WORK REQUIRED: Rewrite the part of the data that opens with the line containing "Task: point at the sky." (that line included) and runs through the end of the data as a Markdown table with the columns Row and Line, giving each line its own row number and skipping blank lines. Leave the pictures out of the table.

RECORD EXTRACTS:
◆ ◆ ◆

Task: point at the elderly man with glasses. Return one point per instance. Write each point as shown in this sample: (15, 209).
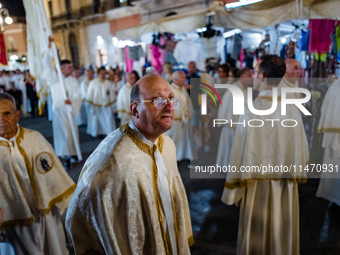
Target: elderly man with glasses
(130, 197)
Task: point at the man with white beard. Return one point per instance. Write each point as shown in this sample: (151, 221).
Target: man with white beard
(226, 112)
(180, 130)
(64, 141)
(123, 98)
(329, 125)
(101, 98)
(291, 78)
(269, 213)
(82, 117)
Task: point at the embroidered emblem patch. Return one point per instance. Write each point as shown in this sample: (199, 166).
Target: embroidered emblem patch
(44, 162)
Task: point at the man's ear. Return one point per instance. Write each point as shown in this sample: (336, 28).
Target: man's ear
(17, 115)
(134, 110)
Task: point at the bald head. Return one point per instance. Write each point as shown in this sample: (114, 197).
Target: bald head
(149, 120)
(179, 78)
(293, 70)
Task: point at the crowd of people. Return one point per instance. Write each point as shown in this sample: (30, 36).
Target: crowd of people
(130, 198)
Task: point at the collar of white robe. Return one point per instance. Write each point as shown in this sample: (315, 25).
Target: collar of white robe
(163, 187)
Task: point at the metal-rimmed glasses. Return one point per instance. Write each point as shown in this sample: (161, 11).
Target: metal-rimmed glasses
(161, 102)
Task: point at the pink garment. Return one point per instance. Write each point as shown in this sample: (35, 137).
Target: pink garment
(158, 55)
(128, 62)
(320, 29)
(155, 56)
(162, 42)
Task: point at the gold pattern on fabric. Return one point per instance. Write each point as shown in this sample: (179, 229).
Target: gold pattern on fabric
(245, 183)
(36, 162)
(124, 111)
(329, 130)
(15, 223)
(125, 129)
(99, 105)
(27, 162)
(174, 213)
(191, 240)
(55, 200)
(269, 98)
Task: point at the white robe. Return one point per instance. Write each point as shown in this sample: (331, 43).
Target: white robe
(329, 186)
(63, 140)
(101, 98)
(227, 133)
(35, 190)
(123, 104)
(180, 131)
(269, 216)
(118, 207)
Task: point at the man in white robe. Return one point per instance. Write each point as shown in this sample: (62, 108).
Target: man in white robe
(225, 112)
(82, 117)
(63, 139)
(130, 198)
(101, 98)
(269, 214)
(291, 78)
(329, 125)
(180, 130)
(35, 189)
(123, 98)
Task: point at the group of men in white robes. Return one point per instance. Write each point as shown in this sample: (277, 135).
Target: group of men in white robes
(101, 98)
(269, 216)
(82, 117)
(329, 125)
(130, 198)
(35, 189)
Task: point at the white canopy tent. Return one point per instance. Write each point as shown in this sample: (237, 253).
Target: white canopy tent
(262, 14)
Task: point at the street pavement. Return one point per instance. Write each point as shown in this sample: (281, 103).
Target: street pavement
(214, 223)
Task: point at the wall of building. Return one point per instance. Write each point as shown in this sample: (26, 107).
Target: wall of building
(15, 40)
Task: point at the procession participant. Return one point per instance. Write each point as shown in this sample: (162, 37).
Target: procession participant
(130, 197)
(329, 125)
(225, 111)
(63, 139)
(291, 78)
(82, 117)
(101, 98)
(123, 98)
(180, 130)
(35, 189)
(269, 213)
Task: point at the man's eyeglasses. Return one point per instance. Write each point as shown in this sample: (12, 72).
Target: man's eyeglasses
(160, 102)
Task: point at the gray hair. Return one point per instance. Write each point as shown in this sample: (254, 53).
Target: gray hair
(4, 96)
(176, 75)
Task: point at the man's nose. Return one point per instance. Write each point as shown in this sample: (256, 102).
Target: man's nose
(169, 105)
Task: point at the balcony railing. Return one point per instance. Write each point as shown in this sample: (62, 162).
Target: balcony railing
(84, 11)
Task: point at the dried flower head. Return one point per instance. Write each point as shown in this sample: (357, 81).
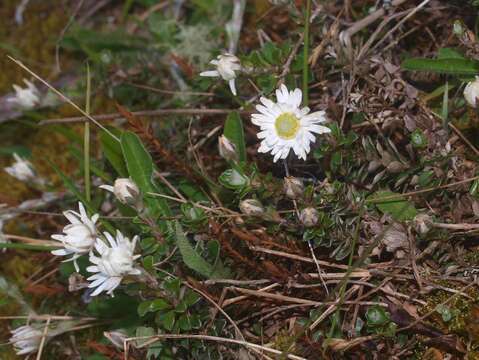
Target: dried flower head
(26, 339)
(21, 169)
(79, 236)
(226, 67)
(251, 207)
(293, 187)
(227, 149)
(26, 98)
(126, 191)
(309, 217)
(113, 263)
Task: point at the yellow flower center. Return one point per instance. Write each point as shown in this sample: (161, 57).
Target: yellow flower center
(287, 126)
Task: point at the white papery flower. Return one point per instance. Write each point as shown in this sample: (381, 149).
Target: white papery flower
(26, 98)
(226, 65)
(79, 236)
(22, 169)
(115, 262)
(471, 92)
(285, 126)
(26, 339)
(125, 190)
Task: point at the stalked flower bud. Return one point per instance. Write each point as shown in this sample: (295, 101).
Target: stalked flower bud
(471, 92)
(227, 149)
(116, 337)
(309, 217)
(126, 191)
(422, 223)
(293, 187)
(251, 207)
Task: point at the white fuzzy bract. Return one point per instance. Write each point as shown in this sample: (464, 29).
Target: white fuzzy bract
(471, 92)
(26, 98)
(285, 126)
(26, 339)
(125, 190)
(79, 236)
(226, 67)
(21, 169)
(113, 263)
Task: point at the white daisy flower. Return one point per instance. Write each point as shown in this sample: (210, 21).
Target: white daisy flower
(226, 65)
(471, 92)
(22, 169)
(115, 262)
(125, 190)
(79, 236)
(26, 98)
(285, 126)
(26, 339)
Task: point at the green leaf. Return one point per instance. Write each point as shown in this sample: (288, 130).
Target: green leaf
(113, 152)
(233, 179)
(166, 320)
(399, 209)
(453, 66)
(377, 316)
(448, 53)
(235, 133)
(192, 259)
(140, 168)
(152, 306)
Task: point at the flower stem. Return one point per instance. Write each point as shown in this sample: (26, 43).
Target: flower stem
(86, 144)
(306, 53)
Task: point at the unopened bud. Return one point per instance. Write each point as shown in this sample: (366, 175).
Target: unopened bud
(126, 191)
(395, 167)
(227, 149)
(293, 187)
(116, 337)
(471, 92)
(251, 207)
(309, 217)
(422, 223)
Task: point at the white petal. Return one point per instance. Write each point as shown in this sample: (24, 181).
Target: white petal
(211, 73)
(232, 86)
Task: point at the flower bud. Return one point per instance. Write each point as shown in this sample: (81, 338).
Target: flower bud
(126, 191)
(116, 337)
(471, 92)
(293, 187)
(309, 217)
(251, 207)
(227, 149)
(422, 223)
(21, 169)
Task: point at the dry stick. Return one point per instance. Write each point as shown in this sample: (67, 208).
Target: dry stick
(295, 300)
(389, 33)
(145, 113)
(412, 255)
(456, 226)
(243, 297)
(297, 257)
(63, 97)
(46, 317)
(42, 342)
(292, 55)
(346, 35)
(332, 308)
(156, 338)
(400, 196)
(161, 91)
(29, 240)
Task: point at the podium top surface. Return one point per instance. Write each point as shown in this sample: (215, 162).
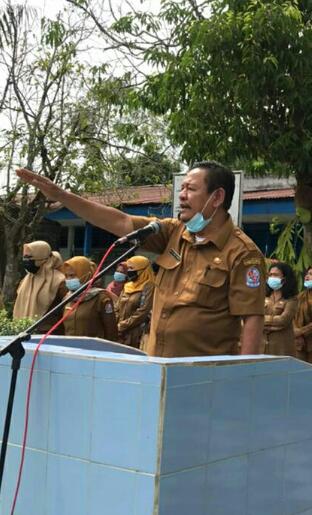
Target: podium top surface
(104, 350)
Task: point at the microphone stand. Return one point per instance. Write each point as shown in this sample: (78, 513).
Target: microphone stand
(17, 351)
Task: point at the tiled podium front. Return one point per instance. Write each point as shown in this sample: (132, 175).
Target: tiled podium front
(116, 434)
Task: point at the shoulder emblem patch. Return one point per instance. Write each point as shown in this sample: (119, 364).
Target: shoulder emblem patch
(108, 308)
(253, 277)
(252, 261)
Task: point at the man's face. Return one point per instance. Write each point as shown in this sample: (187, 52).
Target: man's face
(193, 195)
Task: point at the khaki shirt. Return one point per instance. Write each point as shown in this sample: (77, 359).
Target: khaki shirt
(133, 313)
(202, 289)
(278, 326)
(93, 317)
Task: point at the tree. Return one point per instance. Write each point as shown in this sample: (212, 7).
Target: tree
(63, 117)
(234, 79)
(38, 126)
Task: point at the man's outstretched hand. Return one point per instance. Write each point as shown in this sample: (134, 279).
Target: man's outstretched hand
(47, 187)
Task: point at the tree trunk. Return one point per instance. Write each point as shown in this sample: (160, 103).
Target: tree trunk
(308, 239)
(12, 267)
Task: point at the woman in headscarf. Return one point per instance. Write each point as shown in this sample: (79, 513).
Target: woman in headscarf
(303, 320)
(135, 302)
(43, 287)
(120, 277)
(95, 316)
(280, 309)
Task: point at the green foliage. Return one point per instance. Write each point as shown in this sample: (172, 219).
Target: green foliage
(9, 326)
(235, 82)
(291, 237)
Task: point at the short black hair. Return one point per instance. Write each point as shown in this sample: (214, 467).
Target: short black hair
(218, 176)
(290, 287)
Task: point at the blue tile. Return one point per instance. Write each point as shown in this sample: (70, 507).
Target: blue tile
(67, 487)
(226, 487)
(149, 428)
(146, 373)
(183, 493)
(186, 427)
(72, 365)
(112, 491)
(297, 365)
(298, 477)
(5, 380)
(145, 494)
(70, 415)
(116, 421)
(182, 375)
(268, 411)
(266, 482)
(272, 366)
(234, 371)
(231, 416)
(32, 493)
(38, 410)
(300, 406)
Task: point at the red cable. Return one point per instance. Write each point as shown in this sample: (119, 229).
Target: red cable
(59, 322)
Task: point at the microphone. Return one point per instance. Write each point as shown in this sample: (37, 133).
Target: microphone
(140, 234)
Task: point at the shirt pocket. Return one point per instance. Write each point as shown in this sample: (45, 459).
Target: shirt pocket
(279, 308)
(166, 262)
(212, 289)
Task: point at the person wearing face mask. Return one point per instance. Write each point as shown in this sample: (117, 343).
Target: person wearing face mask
(120, 277)
(43, 286)
(303, 320)
(280, 310)
(135, 302)
(95, 316)
(211, 274)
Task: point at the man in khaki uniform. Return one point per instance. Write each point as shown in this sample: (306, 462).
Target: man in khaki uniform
(211, 274)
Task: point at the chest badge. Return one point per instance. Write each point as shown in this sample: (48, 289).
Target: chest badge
(253, 277)
(175, 254)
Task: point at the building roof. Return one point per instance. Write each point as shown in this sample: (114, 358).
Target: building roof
(269, 194)
(161, 194)
(158, 194)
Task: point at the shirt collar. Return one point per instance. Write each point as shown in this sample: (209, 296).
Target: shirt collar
(219, 238)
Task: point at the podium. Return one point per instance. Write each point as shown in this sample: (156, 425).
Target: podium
(126, 434)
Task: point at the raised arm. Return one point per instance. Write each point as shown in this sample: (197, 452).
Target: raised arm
(108, 218)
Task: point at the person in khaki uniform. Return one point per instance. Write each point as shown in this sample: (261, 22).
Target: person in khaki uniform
(135, 302)
(95, 315)
(43, 287)
(211, 275)
(280, 310)
(303, 320)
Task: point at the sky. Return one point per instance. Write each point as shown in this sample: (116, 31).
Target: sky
(47, 7)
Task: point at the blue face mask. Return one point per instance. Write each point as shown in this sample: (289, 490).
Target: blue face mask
(198, 223)
(275, 283)
(73, 284)
(119, 277)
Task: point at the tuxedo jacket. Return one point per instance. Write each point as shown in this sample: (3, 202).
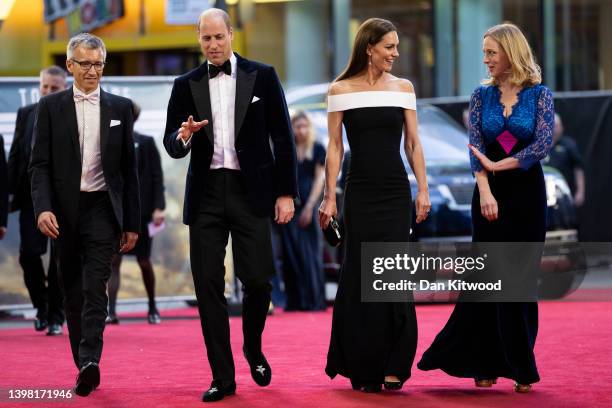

◆ ◆ ◆

WORKED ANSWER:
| Row | Line |
|---|---|
| 1 | Task: point at the sky. Return one point per instance. Write each point as shown in this sample: (116, 31). |
| 2 | Target: sky |
| 3 | (47, 7) |
| 4 | Task: point at the blue face mask. Return one point per instance. Write each point as shown in this sample: (289, 490). |
| 5 | Target: blue face mask |
| 6 | (198, 223) |
| 7 | (275, 283) |
| 8 | (73, 284) |
| 9 | (119, 277) |
| 10 | Task: point at the tuxedo jacket. Return one point per instance. Write each point as shown in this sample: (3, 202). |